Excerpt to read START
Even though it’s back to school for the kids, the weather still feels like summer is here to stay in Minnesota. Walking to school in the heat can make kids feel hot, tired, and grumpy. By following these walking safety tips, your family will kick off the school year on a happy, healthy, and cool note.

How to Prevent Dehydration

Warm weather can cause dehydration, especially in younger children. The Minnesota Department of Health states that children five years and younger are more susceptible to heat-related illness. Dehydration is the loss of water and salts from the body, and children feel the effects of dehydration faster than adults. Both children and adults should drink 6-8 glasses of water throughout the day.

According to the Mayo Clinic, it’s important to drink more water in hot and humid weather. This helps replace water lost through sweating, and lowers body temperature.
Excerpt to read END
Data extracts START
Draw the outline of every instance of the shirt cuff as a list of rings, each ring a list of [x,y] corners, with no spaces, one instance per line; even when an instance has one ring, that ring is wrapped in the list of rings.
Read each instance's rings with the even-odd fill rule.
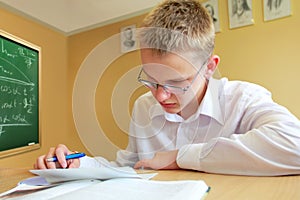
[[[178,151],[176,162],[182,169],[200,170],[202,144],[188,144]]]

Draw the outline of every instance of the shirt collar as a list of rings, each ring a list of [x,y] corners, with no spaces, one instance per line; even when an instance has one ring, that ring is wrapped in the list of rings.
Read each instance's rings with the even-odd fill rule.
[[[150,117],[151,119],[164,115],[168,121],[171,122],[190,122],[194,121],[199,118],[199,115],[206,115],[211,118],[217,120],[220,124],[224,124],[224,118],[220,108],[220,101],[219,101],[219,89],[220,89],[221,80],[216,80],[211,78],[209,80],[209,84],[204,95],[204,98],[197,110],[192,116],[188,119],[184,120],[178,114],[171,114],[165,112],[159,103],[153,105],[150,109]]]

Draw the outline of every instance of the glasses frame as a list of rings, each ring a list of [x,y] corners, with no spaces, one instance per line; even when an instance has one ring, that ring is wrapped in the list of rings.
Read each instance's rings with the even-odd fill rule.
[[[141,84],[143,84],[145,87],[149,88],[149,89],[155,89],[157,90],[158,87],[162,87],[164,89],[165,92],[168,92],[168,93],[172,93],[172,94],[185,94],[189,88],[191,88],[191,86],[193,85],[193,83],[195,82],[196,78],[198,77],[198,75],[200,74],[202,68],[207,64],[208,61],[204,62],[203,65],[200,67],[200,69],[197,71],[197,73],[195,74],[193,80],[190,82],[190,84],[186,87],[178,87],[178,86],[175,86],[175,85],[169,85],[169,84],[159,84],[159,83],[155,83],[155,82],[151,82],[151,81],[148,81],[148,80],[145,80],[145,79],[142,79],[141,78],[141,74],[142,72],[144,71],[143,70],[143,67],[141,68],[140,72],[139,72],[139,75],[137,77],[137,80],[138,82],[140,82]],[[145,71],[144,71],[145,73]],[[146,74],[146,73],[145,73]],[[173,91],[171,92],[170,91]],[[174,92],[174,90],[178,90],[178,92]]]

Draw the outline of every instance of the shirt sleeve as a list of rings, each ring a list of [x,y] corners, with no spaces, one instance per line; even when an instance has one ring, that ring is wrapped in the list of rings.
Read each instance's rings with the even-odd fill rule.
[[[179,167],[254,176],[299,174],[299,120],[263,93],[255,94],[244,109],[236,132],[229,137],[180,148]]]

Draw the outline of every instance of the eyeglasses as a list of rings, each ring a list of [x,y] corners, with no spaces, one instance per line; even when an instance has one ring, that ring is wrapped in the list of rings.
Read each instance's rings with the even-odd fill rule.
[[[155,82],[151,82],[145,79],[142,79],[142,72],[144,71],[143,68],[141,69],[139,75],[138,75],[138,82],[140,82],[141,84],[143,84],[145,87],[151,89],[151,90],[157,90],[158,87],[162,87],[166,92],[168,93],[172,93],[172,94],[177,94],[177,95],[182,95],[184,94],[186,91],[188,91],[188,89],[193,85],[193,83],[195,82],[197,76],[200,74],[203,66],[206,65],[207,62],[204,62],[204,64],[200,67],[200,69],[197,71],[196,75],[194,76],[193,80],[190,82],[190,84],[186,87],[179,87],[179,86],[175,86],[175,85],[169,85],[169,84],[159,84],[159,83],[155,83]],[[145,72],[144,72],[145,73]]]

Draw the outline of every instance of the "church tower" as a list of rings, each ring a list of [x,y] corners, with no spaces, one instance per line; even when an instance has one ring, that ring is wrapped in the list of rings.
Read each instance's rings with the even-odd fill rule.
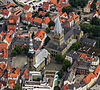
[[[35,52],[33,50],[32,34],[30,34],[29,51],[28,51],[28,55],[27,55],[27,68],[28,68],[28,70],[33,70],[34,64],[35,64]]]
[[[53,39],[57,45],[61,46],[64,43],[64,29],[61,26],[59,16],[56,19]]]

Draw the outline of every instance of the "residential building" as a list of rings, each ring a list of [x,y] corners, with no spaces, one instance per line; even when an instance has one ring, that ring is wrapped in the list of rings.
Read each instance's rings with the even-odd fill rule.
[[[0,17],[4,17],[5,19],[7,19],[10,15],[11,12],[9,12],[8,10],[0,9]]]

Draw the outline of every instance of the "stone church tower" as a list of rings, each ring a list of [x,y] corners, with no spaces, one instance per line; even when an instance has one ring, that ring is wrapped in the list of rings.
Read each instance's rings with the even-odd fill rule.
[[[27,55],[27,68],[28,70],[33,70],[35,63],[35,52],[33,50],[33,40],[32,37],[30,35],[30,42],[29,42],[29,51],[28,51],[28,55]]]
[[[56,45],[61,46],[64,43],[64,29],[61,26],[59,16],[56,19],[53,39],[54,39]]]

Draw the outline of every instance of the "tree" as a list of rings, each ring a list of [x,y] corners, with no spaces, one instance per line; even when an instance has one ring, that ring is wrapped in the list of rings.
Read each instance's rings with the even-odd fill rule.
[[[61,78],[63,77],[63,75],[64,75],[64,72],[63,72],[63,70],[61,69],[61,70],[58,72],[58,76],[59,76],[59,78],[61,79]]]
[[[47,13],[45,14],[45,17],[50,17],[50,12],[47,12]]]
[[[42,9],[42,8],[39,8],[39,9],[38,9],[38,12],[39,12],[39,11],[43,11],[43,9]]]
[[[72,11],[73,11],[73,9],[72,9],[71,6],[63,7],[63,8],[62,8],[62,12],[63,12],[63,13],[66,12],[67,14],[69,14],[69,12],[72,12]]]
[[[59,86],[55,86],[54,90],[61,90],[61,88]]]
[[[16,45],[14,50],[17,52],[17,54],[21,54],[21,52],[22,52],[22,49],[21,49],[20,45]]]
[[[17,52],[15,49],[12,49],[12,52],[11,52],[11,56],[16,56],[17,55]]]
[[[79,48],[80,48],[80,43],[79,42],[75,42],[71,46],[71,49],[73,49],[73,50],[78,50]]]
[[[63,65],[62,65],[63,71],[66,71],[69,66],[70,66],[70,61],[64,60]]]
[[[47,43],[50,41],[50,38],[47,36],[45,41],[44,41],[44,45],[47,45]]]
[[[97,17],[93,17],[90,23],[92,25],[100,25],[100,19]]]
[[[33,6],[33,10],[35,10],[35,6]]]
[[[28,27],[33,27],[33,25],[32,24],[29,24]]]
[[[28,46],[25,46],[22,51],[23,51],[24,54],[27,55],[28,54],[28,51],[29,51],[29,47]]]
[[[21,86],[19,86],[19,84],[16,83],[13,87],[13,90],[22,90],[22,89]]]
[[[50,21],[50,22],[48,23],[48,26],[49,26],[49,27],[51,27],[51,26],[55,26],[54,21]]]
[[[55,60],[57,63],[63,63],[63,61],[65,60],[65,57],[62,56],[61,54],[57,54],[55,57]]]
[[[86,6],[86,4],[88,3],[89,0],[69,0],[69,3],[71,4],[72,7],[77,8],[78,6],[80,6],[81,8],[83,8],[84,6]]]
[[[47,31],[47,33],[49,33],[49,32],[50,32],[50,28],[49,28],[49,27],[47,27],[47,28],[46,28],[46,31]]]
[[[93,0],[93,3],[91,5],[92,10],[96,10],[96,2],[97,0]]]

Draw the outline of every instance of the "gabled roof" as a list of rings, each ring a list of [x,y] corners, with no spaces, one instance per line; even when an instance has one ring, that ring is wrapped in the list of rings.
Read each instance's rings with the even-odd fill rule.
[[[55,27],[54,27],[54,31],[59,35],[62,33],[62,26],[61,26],[61,23],[60,23],[60,20],[59,20],[59,16],[57,17],[57,20],[56,20],[56,24],[55,24]]]
[[[50,0],[50,3],[57,4],[57,0]]]
[[[28,12],[25,14],[25,18],[32,17],[32,12]]]
[[[25,10],[29,10],[30,8],[31,8],[31,6],[29,6],[29,5],[24,5],[24,7],[23,7]]]
[[[44,22],[45,24],[48,25],[48,23],[50,22],[49,17],[45,17],[45,18],[43,19],[43,22]]]
[[[15,16],[14,14],[11,14],[10,17],[8,18],[9,23],[14,23],[18,20],[18,16]]]
[[[100,72],[100,65],[97,66],[97,68],[95,69],[94,73],[97,76],[99,72]]]
[[[40,24],[42,23],[42,19],[38,18],[38,17],[35,17],[33,21],[37,22],[37,23],[40,23]]]
[[[43,2],[42,9],[48,10],[49,8],[49,3],[48,2]]]
[[[44,11],[39,11],[39,15],[42,15],[44,16],[47,12],[44,12]]]
[[[67,90],[67,89],[68,89],[68,85],[65,84],[65,85],[63,86],[63,90]]]
[[[16,25],[8,25],[7,29],[9,29],[9,30],[15,30],[16,29]]]
[[[86,84],[88,84],[90,81],[91,81],[91,79],[94,79],[96,76],[93,74],[93,73],[89,73],[84,79],[83,79],[83,81],[86,83]]]
[[[42,40],[42,39],[44,38],[44,34],[45,34],[45,32],[44,32],[43,30],[39,30],[39,31],[35,34],[34,38],[39,37],[39,38]]]
[[[2,63],[0,63],[0,68],[2,69],[2,70],[4,70],[5,69],[5,67],[6,67],[6,65],[2,62]]]
[[[9,81],[8,81],[8,86],[9,86],[9,87],[13,87],[14,84],[15,84],[15,80],[9,79]]]
[[[9,7],[16,7],[16,5],[13,4],[13,3],[10,3],[10,4],[6,5],[5,7],[6,7],[6,8],[9,8]]]
[[[8,10],[0,9],[0,14],[3,14],[3,15],[7,16],[9,14],[9,11]]]

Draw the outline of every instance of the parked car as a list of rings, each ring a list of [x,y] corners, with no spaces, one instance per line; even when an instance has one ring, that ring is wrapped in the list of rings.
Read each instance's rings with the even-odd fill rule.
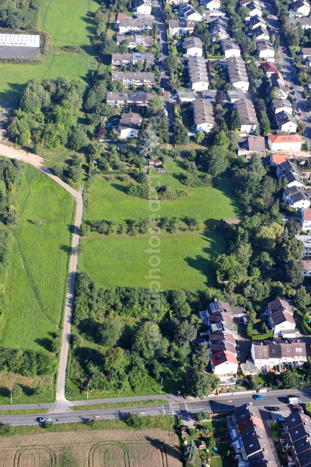
[[[51,422],[51,419],[49,417],[40,417],[39,418],[39,423],[46,423],[47,422]]]

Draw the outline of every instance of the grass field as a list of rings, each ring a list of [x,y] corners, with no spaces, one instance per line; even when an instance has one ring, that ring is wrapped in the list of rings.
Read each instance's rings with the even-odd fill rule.
[[[96,423],[98,428],[91,431],[83,429],[85,425],[82,424],[58,425],[58,427],[65,427],[67,432],[50,433],[48,436],[44,432],[49,429],[27,427],[37,429],[36,433],[0,439],[0,465],[69,465],[64,461],[66,458],[76,467],[143,467],[146,465],[146,459],[148,467],[181,467],[178,439],[171,431],[154,428],[137,432],[108,431],[104,430],[104,423],[102,427],[101,422]],[[170,427],[169,423],[166,425]],[[79,428],[83,433],[65,430],[66,426],[72,430],[77,425],[80,425]]]
[[[9,309],[0,327],[0,343],[46,347],[56,330],[53,323],[59,324],[65,292],[72,199],[49,177],[26,166],[16,208],[18,222],[10,229],[14,238],[7,288]]]
[[[172,170],[176,165],[171,164]],[[182,167],[180,165],[181,170]],[[232,201],[232,183],[229,179],[216,180],[215,188],[191,188],[185,187],[172,175],[161,176],[161,184],[186,190],[187,198],[174,201],[161,201],[157,214],[160,217],[176,216],[182,219],[197,216],[203,221],[201,232],[178,231],[174,234],[161,233],[158,254],[161,260],[159,276],[164,290],[183,288],[195,291],[204,290],[215,285],[211,259],[222,253],[224,238],[211,227],[211,219],[237,217],[239,207]],[[107,181],[94,179],[89,195],[85,220],[146,218],[151,214],[149,201],[134,198],[125,192],[128,182],[116,179]],[[128,236],[104,236],[92,233],[81,241],[80,270],[88,272],[99,284],[110,288],[149,286],[145,278],[151,269],[149,236],[133,238]],[[113,267],[111,268],[111,264]]]
[[[18,100],[32,78],[39,81],[58,76],[85,79],[88,70],[95,66],[90,38],[94,32],[93,14],[98,6],[94,0],[43,0],[38,27],[53,36],[53,53],[36,65],[1,64],[0,99]],[[60,52],[59,48],[64,45],[80,46],[86,53]]]

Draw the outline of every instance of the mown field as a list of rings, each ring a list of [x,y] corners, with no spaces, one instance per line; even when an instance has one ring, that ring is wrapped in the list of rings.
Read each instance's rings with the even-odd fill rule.
[[[49,177],[27,165],[17,199],[18,221],[10,229],[9,311],[0,326],[0,344],[48,347],[54,325],[60,323],[65,293],[72,198]]]
[[[65,76],[85,79],[88,70],[94,67],[90,38],[94,33],[93,14],[98,8],[94,0],[43,0],[40,7],[38,28],[53,37],[53,53],[36,65],[1,64],[0,99],[18,100],[29,79]],[[64,53],[65,45],[81,47],[85,53]]]
[[[160,217],[176,216],[182,219],[197,216],[202,221],[200,232],[179,231],[160,235],[160,279],[164,290],[203,290],[214,285],[211,259],[224,251],[224,239],[213,230],[212,220],[239,216],[239,207],[233,200],[232,183],[225,178],[216,181],[215,188],[185,187],[172,176],[161,176],[160,184],[185,190],[187,198],[161,201]],[[98,219],[122,221],[145,219],[151,214],[149,201],[126,193],[128,182],[116,178],[107,181],[95,178],[91,185],[89,208],[85,220]],[[79,259],[80,270],[88,272],[98,283],[107,288],[117,286],[149,286],[145,278],[150,269],[149,235],[132,237],[107,236],[92,232],[82,240]]]
[[[154,429],[98,429],[0,440],[0,466],[3,467],[52,467],[69,462],[76,467],[142,467],[146,459],[149,467],[181,467],[176,435]]]

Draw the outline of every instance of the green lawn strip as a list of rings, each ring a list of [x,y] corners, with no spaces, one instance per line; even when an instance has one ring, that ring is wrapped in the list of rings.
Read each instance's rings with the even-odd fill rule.
[[[29,415],[33,413],[47,413],[49,409],[26,409],[25,410],[0,410],[0,415]]]
[[[144,405],[162,405],[169,403],[167,399],[155,399],[150,401],[136,401],[130,402],[108,402],[90,405],[72,405],[72,410],[100,410],[104,409],[118,409],[121,407],[138,407]]]
[[[72,423],[56,423],[50,428],[43,428],[39,425],[26,426],[11,426],[8,436],[14,435],[33,435],[47,432],[60,433],[63,432],[84,432],[93,430],[132,430],[124,419],[114,418],[95,420],[93,426],[89,427],[79,422]],[[169,415],[144,417],[145,425],[142,429],[158,428],[164,431],[173,432],[176,423],[175,417]],[[7,436],[7,435],[6,435]]]

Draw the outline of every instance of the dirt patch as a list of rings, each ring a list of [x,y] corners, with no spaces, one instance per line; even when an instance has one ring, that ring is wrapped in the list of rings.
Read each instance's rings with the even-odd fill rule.
[[[178,439],[159,430],[90,431],[0,439],[0,467],[53,467],[64,449],[79,467],[181,467]]]

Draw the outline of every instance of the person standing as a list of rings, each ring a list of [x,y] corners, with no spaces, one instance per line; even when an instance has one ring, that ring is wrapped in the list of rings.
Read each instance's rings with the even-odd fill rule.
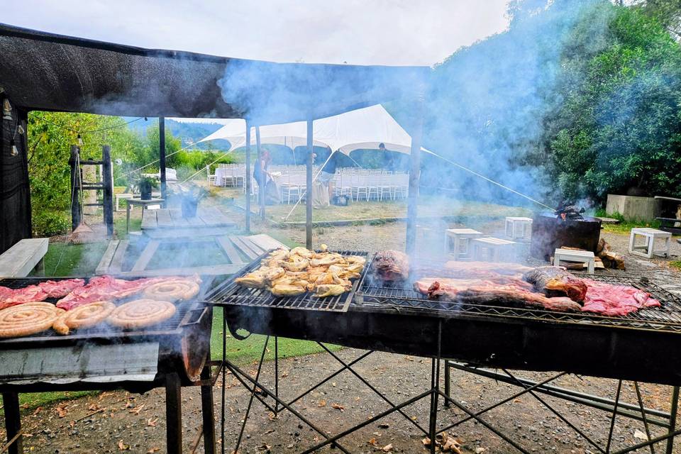
[[[333,183],[332,180],[336,176],[336,167],[338,165],[338,151],[331,151],[331,148],[328,148],[331,155],[326,160],[326,163],[321,167],[321,173],[319,175],[319,182],[326,187],[328,191],[328,199],[331,200],[333,197]]]

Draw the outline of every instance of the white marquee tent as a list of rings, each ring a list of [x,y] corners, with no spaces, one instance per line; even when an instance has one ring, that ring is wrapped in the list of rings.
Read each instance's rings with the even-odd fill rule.
[[[307,143],[305,121],[264,126],[260,129],[263,144],[294,148]],[[406,154],[411,152],[411,137],[380,104],[315,120],[312,133],[315,145],[329,146],[334,151],[340,150],[348,155],[354,150],[378,148],[381,143],[393,151]],[[250,137],[251,145],[255,145],[255,128]],[[245,121],[231,121],[200,141],[216,139],[229,140],[230,151],[243,146],[246,142]]]

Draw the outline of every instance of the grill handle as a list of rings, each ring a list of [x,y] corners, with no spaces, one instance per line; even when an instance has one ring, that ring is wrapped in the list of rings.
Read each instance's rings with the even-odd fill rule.
[[[185,317],[185,319],[184,321],[182,321],[181,326],[191,326],[192,325],[198,325],[199,323],[201,323],[201,321],[203,320],[204,316],[206,315],[206,313],[208,312],[208,310],[209,309],[210,307],[209,307],[208,306],[206,306],[204,307],[199,307],[199,308],[189,309],[189,311],[187,313],[187,317]],[[194,318],[193,316],[193,314],[196,314],[199,311],[201,311],[201,314],[199,315],[198,317],[196,318],[196,320],[194,320],[194,321],[189,321],[190,320]]]

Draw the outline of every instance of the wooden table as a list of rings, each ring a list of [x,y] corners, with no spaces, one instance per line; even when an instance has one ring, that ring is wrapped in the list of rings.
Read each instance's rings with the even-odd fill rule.
[[[148,210],[145,209],[148,208],[149,205],[160,205],[165,201],[163,199],[150,199],[149,200],[142,200],[141,199],[126,199],[126,201],[128,203],[128,206],[126,207],[126,233],[128,233],[130,232],[130,207],[133,205],[139,205],[142,207],[142,218],[144,218],[144,214],[148,212]]]

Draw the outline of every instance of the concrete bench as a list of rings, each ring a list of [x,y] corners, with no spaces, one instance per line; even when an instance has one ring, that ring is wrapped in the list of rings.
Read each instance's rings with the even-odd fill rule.
[[[574,249],[556,249],[553,253],[553,265],[560,266],[560,261],[586,263],[587,272],[594,274],[596,267],[596,258],[590,250],[575,250]]]
[[[638,237],[643,237],[643,244],[637,244]],[[655,240],[664,241],[661,249],[655,249]],[[629,236],[629,253],[641,255],[646,258],[652,258],[653,255],[669,257],[671,248],[672,234],[656,228],[632,228]]]
[[[43,258],[50,238],[21,240],[0,255],[0,277],[23,277],[36,266],[45,274]]]

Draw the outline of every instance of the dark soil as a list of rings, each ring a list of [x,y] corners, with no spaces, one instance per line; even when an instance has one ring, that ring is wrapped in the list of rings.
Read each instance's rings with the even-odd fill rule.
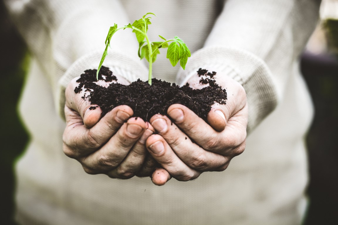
Data extracts END
Reproduce the passage of the walking safety text from "Even though it’s" up to and including "lowers body temperature.".

Even though it’s back to school for the kids, the weather still feels like summer is here to stay in Minnesota. Walking to school in the heat can make kids feel hot, tired, and grumpy. By following these walking safety tips, your family will kick off the school year on a happy, healthy, and cool note.

How to Prevent Dehydration

Warm weather can cause dehydration, especially in younger children. The Minnesota Department of Health states that children five years and younger are more susceptible to heat-related illness. Dehydration is the loss of water and salts from the body, and children feel the effects of dehydration faster than adults. Both children and adults should drink 6-8 glasses of water throughout the day.

According to the Mayo Clinic, it’s important to drink more water in hot and humid weather. This helps replace water lost through sweating, and lowers body temperature.